• **Problem description**: Arrange the records, from their start through the line containing "40L138 89L107 162L165", as a JSON list of strings with one string per line and no blank lines. Leave the pictures out.

Stored dataset records
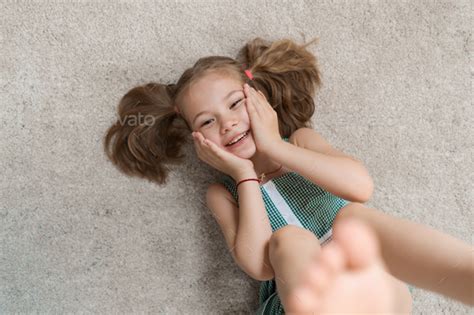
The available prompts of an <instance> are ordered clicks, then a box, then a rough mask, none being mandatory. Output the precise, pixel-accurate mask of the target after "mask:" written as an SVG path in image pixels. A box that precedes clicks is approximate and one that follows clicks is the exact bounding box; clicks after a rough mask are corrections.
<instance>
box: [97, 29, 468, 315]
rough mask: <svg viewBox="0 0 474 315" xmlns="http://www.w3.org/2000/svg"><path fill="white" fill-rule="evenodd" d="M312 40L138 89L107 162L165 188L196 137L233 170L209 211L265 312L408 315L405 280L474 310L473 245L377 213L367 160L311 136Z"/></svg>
mask: <svg viewBox="0 0 474 315" xmlns="http://www.w3.org/2000/svg"><path fill="white" fill-rule="evenodd" d="M313 42H314V41H311V42H309V43H307V44H304V45H298V44H296V43H295V42H293V41H292V40H289V39H284V40H279V41H275V42H267V41H264V40H262V39H260V38H256V39H254V40H252V41H250V42H249V43H247V44H246V45H245V46H244V47H243V48H242V49H241V50H240V52H239V54H238V55H237V57H236V59H233V58H230V57H222V56H211V57H205V58H201V59H199V60H198V61H197V62H196V63H195V64H194V65H193V67H191V68H189V69H187V70H186V71H185V72H184V73H183V74H182V75H181V77H180V78H179V80H178V82H177V83H176V84H158V83H149V84H147V85H144V86H139V87H135V88H133V89H132V90H130V91H129V92H128V93H127V94H126V95H125V96H124V97H123V98H122V100H121V101H120V104H119V106H118V114H119V120H118V121H117V122H116V123H115V124H114V125H112V126H111V127H110V128H109V130H108V131H107V134H106V136H105V142H104V146H105V150H106V153H107V155H108V157H109V158H110V160H111V161H112V162H113V163H114V164H115V165H116V166H117V167H118V168H119V169H120V170H121V171H123V172H124V173H126V174H129V175H134V176H141V177H144V178H146V179H148V180H152V181H154V182H156V183H159V184H163V183H165V182H166V178H167V175H168V172H169V169H168V167H167V165H169V164H178V163H179V162H180V161H181V159H182V158H183V156H182V155H180V152H181V147H182V145H184V144H185V143H186V142H187V141H188V140H189V139H190V138H191V139H192V140H193V141H194V146H195V150H196V153H197V155H198V156H199V158H200V159H201V160H202V161H204V162H206V163H207V164H209V165H210V166H212V167H213V168H215V169H217V170H219V171H220V172H222V174H223V176H222V178H221V180H220V182H218V183H213V184H211V185H210V186H209V187H208V190H207V194H206V201H207V205H208V208H209V209H210V210H211V211H212V213H213V215H214V217H215V218H216V220H217V222H218V224H219V226H220V228H221V230H222V233H223V235H224V238H225V241H226V243H227V246H228V248H229V250H230V253H231V255H232V257H233V259H234V261H235V262H236V264H237V265H238V266H239V267H240V268H241V269H242V270H243V271H244V272H245V273H247V274H248V275H249V276H250V277H252V278H253V279H256V280H259V281H261V282H262V283H261V287H260V292H259V303H260V308H259V309H258V311H257V312H258V313H263V314H282V313H284V312H285V311H286V312H297V313H300V312H306V311H316V312H334V311H345V312H351V311H352V312H354V311H356V309H355V307H356V305H359V306H360V305H362V306H361V308H359V309H357V311H359V312H373V311H383V312H404V313H408V312H410V311H411V295H410V293H409V290H408V288H407V285H406V284H405V283H404V282H406V283H410V284H413V285H415V286H418V287H421V288H424V289H427V290H432V291H435V292H438V293H441V294H444V295H446V296H449V297H452V298H455V299H457V300H460V301H462V302H464V303H468V304H473V300H472V295H471V283H472V277H473V274H474V272H473V267H472V263H471V252H472V247H471V246H469V245H468V244H465V243H463V242H461V241H459V240H457V239H454V238H452V237H451V236H448V235H446V234H443V233H440V232H438V231H435V230H433V229H431V228H429V227H427V226H423V225H420V224H416V223H413V222H409V221H407V220H404V219H399V218H396V217H392V216H390V215H388V214H386V213H385V212H382V211H380V210H377V209H373V208H369V207H367V206H365V205H364V202H366V201H368V200H369V198H370V197H371V195H372V192H373V189H374V187H373V181H372V178H371V177H370V175H369V172H368V171H367V169H366V168H365V166H364V165H363V163H362V162H361V161H359V160H358V159H357V158H355V157H352V156H350V155H348V154H346V153H344V152H342V151H340V150H337V149H336V148H334V147H332V146H331V145H330V144H329V143H328V142H327V141H326V140H325V139H324V138H323V137H322V136H321V135H320V134H319V133H318V132H316V131H315V130H314V129H313V128H312V126H311V118H312V115H313V114H314V109H315V104H314V96H315V92H316V90H317V88H318V87H319V86H320V84H321V81H320V72H319V69H318V66H317V61H316V58H315V57H314V55H313V54H312V53H310V52H309V51H307V50H306V47H307V46H308V45H310V44H312V43H313ZM249 84H250V85H251V86H249ZM137 116H139V117H142V118H143V119H142V120H141V119H138V123H137V124H129V123H127V122H128V121H129V119H131V118H132V117H133V118H134V119H135V120H136V119H137ZM146 117H152V118H153V121H154V123H153V124H149V123H147V121H146ZM148 121H149V120H148ZM357 222H359V223H357ZM333 231H334V234H333ZM351 231H352V232H351ZM333 235H334V237H333ZM414 235H417V236H416V237H414ZM355 248H357V250H355ZM360 288H366V291H364V294H362V295H361V294H360Z"/></svg>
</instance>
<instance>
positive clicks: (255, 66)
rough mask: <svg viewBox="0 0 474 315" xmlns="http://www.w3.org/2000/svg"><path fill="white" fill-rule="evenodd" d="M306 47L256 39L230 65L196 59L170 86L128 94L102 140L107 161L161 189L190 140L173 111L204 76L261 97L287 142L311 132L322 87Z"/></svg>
mask: <svg viewBox="0 0 474 315" xmlns="http://www.w3.org/2000/svg"><path fill="white" fill-rule="evenodd" d="M315 41H317V39H313V40H312V41H310V42H308V43H306V44H297V43H295V42H294V41H293V40H291V39H281V40H276V41H273V42H269V41H266V40H263V39H261V38H258V37H257V38H255V39H253V40H251V41H249V42H248V43H247V44H245V45H244V46H243V47H242V48H241V49H240V51H239V52H238V54H237V56H236V58H235V59H233V58H230V57H225V56H208V57H203V58H200V59H199V60H198V61H197V62H196V63H195V64H194V65H193V66H192V67H191V68H188V69H186V70H185V71H184V73H183V74H182V75H181V77H180V78H179V80H178V82H176V83H175V84H161V83H154V82H151V83H148V84H145V85H141V86H137V87H134V88H132V89H131V90H130V91H128V92H127V93H126V94H125V95H124V96H123V97H122V99H121V100H120V102H119V104H118V108H117V112H118V117H119V118H118V120H117V121H116V122H115V123H114V124H113V125H112V126H110V127H109V128H108V130H107V132H106V134H105V137H104V143H103V144H104V150H105V153H106V155H107V157H108V158H109V159H110V160H111V161H112V163H113V164H114V165H115V166H116V167H117V168H118V169H119V170H120V171H122V172H123V173H125V174H127V175H130V176H138V177H142V178H146V179H148V180H150V181H152V182H155V183H158V184H164V183H166V180H167V177H168V173H169V171H170V169H169V167H168V166H169V165H171V164H175V165H177V164H180V163H181V162H182V160H183V158H184V157H185V156H184V155H182V153H181V150H182V146H183V145H184V144H185V143H186V142H188V141H190V142H192V139H191V137H190V135H191V132H192V128H190V126H189V124H188V122H187V121H186V120H185V119H184V117H182V116H180V115H179V114H178V113H177V112H176V111H175V106H176V107H178V108H179V105H180V103H181V100H182V97H183V95H184V94H185V92H186V90H187V89H188V88H189V87H190V86H191V84H192V83H194V82H196V81H197V80H199V79H200V78H202V77H204V76H205V75H207V74H209V73H220V74H224V75H230V76H234V77H235V78H237V79H239V80H240V81H241V82H242V84H243V82H246V81H247V82H248V78H247V76H246V75H245V73H244V70H246V69H249V70H250V71H251V72H252V74H253V77H254V79H253V81H252V85H253V86H254V87H255V88H256V89H258V90H260V91H262V92H263V93H264V94H265V96H266V98H267V100H268V102H269V103H270V104H271V105H272V107H273V108H274V109H275V111H276V112H277V115H278V124H279V128H280V134H281V135H282V136H283V137H289V136H290V135H291V134H292V133H293V132H294V131H295V130H296V129H298V128H301V127H312V124H311V117H312V116H313V114H314V109H315V105H314V96H315V92H316V90H317V89H318V88H319V87H320V86H321V79H320V71H319V67H318V64H317V60H316V57H315V56H314V55H313V54H312V53H311V52H309V51H308V50H307V49H306V48H307V46H309V45H311V44H313V43H314V42H315Z"/></svg>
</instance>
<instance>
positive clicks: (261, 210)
mask: <svg viewBox="0 0 474 315" xmlns="http://www.w3.org/2000/svg"><path fill="white" fill-rule="evenodd" d="M246 178H257V174H256V173H255V171H254V170H251V171H250V170H249V171H246V172H244V173H242V174H240V175H239V176H236V178H235V181H236V182H239V181H240V180H242V179H246ZM238 194H239V224H238V228H237V235H236V238H235V255H236V257H237V259H238V260H239V261H241V262H244V263H245V265H246V266H247V267H248V269H249V271H250V272H247V274H249V276H251V277H252V278H254V279H256V280H259V281H264V280H269V279H272V278H273V277H274V271H273V268H272V266H271V263H270V257H269V250H268V246H269V242H270V237H271V235H272V228H271V225H270V221H269V219H268V216H267V212H266V210H265V204H264V203H263V197H262V193H261V191H260V186H259V183H258V182H257V181H247V182H244V183H242V184H240V185H239V187H238Z"/></svg>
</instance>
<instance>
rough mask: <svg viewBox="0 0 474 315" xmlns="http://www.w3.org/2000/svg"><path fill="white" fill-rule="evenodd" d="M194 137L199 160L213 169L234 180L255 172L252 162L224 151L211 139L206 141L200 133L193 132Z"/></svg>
mask: <svg viewBox="0 0 474 315" xmlns="http://www.w3.org/2000/svg"><path fill="white" fill-rule="evenodd" d="M192 137H193V140H194V145H195V148H196V152H197V154H198V157H199V159H200V160H202V161H204V162H206V163H207V164H209V165H210V166H212V167H213V168H215V169H217V170H219V171H221V172H223V173H225V174H227V175H230V176H231V177H233V178H234V179H236V178H238V177H239V176H240V175H239V174H244V173H249V172H254V165H253V162H252V161H251V160H248V159H243V158H240V157H238V156H237V155H235V154H233V153H230V152H228V151H226V150H224V149H222V148H221V147H219V146H218V145H217V144H215V143H214V142H212V141H210V140H209V139H205V138H204V136H203V135H202V134H201V133H200V132H199V131H195V132H193V133H192Z"/></svg>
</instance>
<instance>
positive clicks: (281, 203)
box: [222, 137, 349, 315]
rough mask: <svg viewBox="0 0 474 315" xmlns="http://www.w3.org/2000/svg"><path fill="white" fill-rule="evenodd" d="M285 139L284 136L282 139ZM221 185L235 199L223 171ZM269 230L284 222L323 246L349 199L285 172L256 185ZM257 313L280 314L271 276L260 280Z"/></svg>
mask: <svg viewBox="0 0 474 315" xmlns="http://www.w3.org/2000/svg"><path fill="white" fill-rule="evenodd" d="M283 139H284V140H285V141H286V142H289V140H288V138H285V137H284V138H283ZM222 184H224V186H225V187H226V188H227V189H228V190H229V191H230V192H231V193H232V195H233V196H234V199H235V200H236V201H237V204H238V202H239V196H238V193H237V189H236V187H235V185H236V183H235V181H234V179H233V178H232V177H230V176H228V175H226V174H224V176H223V178H222ZM260 190H261V192H262V196H263V200H264V203H265V208H266V211H267V214H268V217H269V219H270V224H271V227H272V232H275V231H276V230H278V229H280V228H282V227H283V226H285V225H287V224H293V225H297V226H299V227H302V228H305V229H307V230H310V231H311V232H313V233H314V235H316V237H317V238H318V239H319V240H320V242H321V245H324V244H325V243H327V242H328V241H329V240H330V239H331V235H332V224H333V221H334V218H335V217H336V214H337V212H338V211H339V209H341V208H342V207H344V206H345V205H347V204H348V203H349V201H347V200H344V199H342V198H339V197H337V196H335V195H333V194H331V193H329V192H327V191H325V190H323V189H322V188H320V187H319V186H317V185H315V184H314V183H313V182H311V181H309V180H307V179H306V178H305V177H303V176H301V175H299V174H297V173H295V172H289V173H285V174H283V175H281V176H278V177H274V178H273V179H271V180H269V181H268V182H266V183H265V184H263V185H262V186H260ZM258 299H259V305H260V307H259V308H258V310H257V314H272V315H273V314H284V313H285V311H284V310H283V305H282V304H281V301H280V298H279V296H278V294H277V291H276V282H275V279H272V280H268V281H262V283H261V285H260V290H259V298H258Z"/></svg>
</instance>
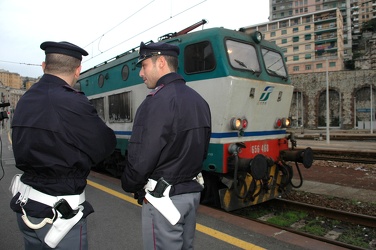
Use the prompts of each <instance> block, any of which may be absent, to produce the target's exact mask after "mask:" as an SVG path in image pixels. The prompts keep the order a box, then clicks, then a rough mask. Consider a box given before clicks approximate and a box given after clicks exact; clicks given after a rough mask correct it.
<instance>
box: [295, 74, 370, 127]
mask: <svg viewBox="0 0 376 250" xmlns="http://www.w3.org/2000/svg"><path fill="white" fill-rule="evenodd" d="M327 76H328V77H327ZM290 77H291V82H292V84H293V86H294V95H293V99H292V103H291V109H290V116H291V117H292V119H293V127H301V126H303V127H304V128H308V129H317V128H320V127H325V126H326V110H327V109H326V90H327V80H326V79H328V86H329V88H328V90H329V121H330V127H331V128H340V129H353V128H357V129H367V128H369V127H370V124H371V119H372V120H373V121H375V114H376V108H375V107H376V105H375V103H376V89H375V86H376V83H375V79H376V70H354V71H336V72H328V73H326V72H323V73H309V74H308V73H307V74H295V75H290ZM371 88H372V89H371ZM371 91H372V98H371ZM371 101H372V107H371ZM373 123H374V122H373ZM373 127H375V125H373Z"/></svg>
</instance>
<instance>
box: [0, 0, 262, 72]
mask: <svg viewBox="0 0 376 250" xmlns="http://www.w3.org/2000/svg"><path fill="white" fill-rule="evenodd" d="M268 17H269V1H268V0H258V1H257V0H230V1H227V0H189V1H186V0H137V1H124V0H106V1H93V0H64V1H56V0H0V44H1V46H0V69H4V70H7V71H10V72H13V73H18V74H20V75H21V76H29V77H38V76H41V75H42V74H43V72H42V69H41V66H40V65H41V63H42V61H43V60H44V52H43V51H42V50H41V49H40V44H41V43H42V42H44V41H57V42H59V41H68V42H71V43H74V44H76V45H78V46H80V47H82V48H84V49H85V50H87V51H88V52H89V56H86V57H84V59H83V63H82V65H83V70H86V69H89V68H91V67H93V66H95V65H97V64H99V63H101V62H104V61H106V60H108V59H111V58H113V57H115V56H117V55H119V54H122V53H123V52H125V51H127V50H129V49H131V48H134V47H137V46H139V44H140V42H141V41H149V40H153V41H155V42H156V41H157V40H158V37H160V36H162V35H164V34H167V33H173V32H178V31H180V30H182V29H184V28H186V27H188V26H190V25H192V24H194V23H197V22H198V21H200V20H202V19H206V20H207V21H208V23H207V24H205V25H204V26H203V28H211V27H224V28H229V29H236V30H238V29H239V28H241V27H245V26H250V25H254V24H259V23H265V22H267V21H268ZM198 29H202V27H200V28H197V29H196V30H198ZM35 65H36V66H35Z"/></svg>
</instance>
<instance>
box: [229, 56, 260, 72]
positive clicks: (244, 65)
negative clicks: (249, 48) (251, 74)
mask: <svg viewBox="0 0 376 250" xmlns="http://www.w3.org/2000/svg"><path fill="white" fill-rule="evenodd" d="M234 61H235V62H237V63H238V64H239V65H240V66H242V67H243V68H246V69H249V70H250V71H251V72H252V73H255V72H256V71H255V70H254V69H250V68H248V67H247V65H245V63H244V62H242V61H240V60H238V59H234Z"/></svg>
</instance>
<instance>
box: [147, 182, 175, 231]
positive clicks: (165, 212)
mask: <svg viewBox="0 0 376 250" xmlns="http://www.w3.org/2000/svg"><path fill="white" fill-rule="evenodd" d="M170 189H171V185H169V186H168V187H167V188H166V190H165V191H164V192H163V197H160V198H156V197H154V196H152V195H151V194H150V193H149V191H146V195H145V198H146V199H147V200H148V202H150V204H152V205H153V207H155V209H157V210H158V211H159V212H160V213H161V214H162V215H163V216H164V217H165V218H166V219H167V220H168V221H169V222H170V223H171V225H175V224H176V223H177V222H178V221H179V219H180V216H181V215H180V212H179V210H178V209H177V208H176V207H175V205H174V203H172V200H171V198H170V195H169V193H170Z"/></svg>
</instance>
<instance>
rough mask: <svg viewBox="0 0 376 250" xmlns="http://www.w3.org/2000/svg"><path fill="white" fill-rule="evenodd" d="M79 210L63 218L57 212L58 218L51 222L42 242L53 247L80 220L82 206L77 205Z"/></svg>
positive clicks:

• **Reply to the exercise**:
[
  "The available prompts of an <instance> are ordered clicks, then a box, then a rough mask, none being mandatory. Output the precise, pixel-accurate mask of the target after \"mask:\" written as an SVG path in image pixels. A box that precedes clicks is approximate and one that follows clicks is the exact bounding box; clicks after a rough mask are corrections.",
  "<instance>",
  "box: [97, 29, 468, 315]",
  "rough mask: <svg viewBox=\"0 0 474 315\" xmlns=\"http://www.w3.org/2000/svg\"><path fill=\"white\" fill-rule=\"evenodd\" d=\"M312 40L138 89L107 162L165 188L196 137L233 170L209 211L265 312L408 315L405 280L474 310L473 245L377 213L367 160L311 136Z\"/></svg>"
]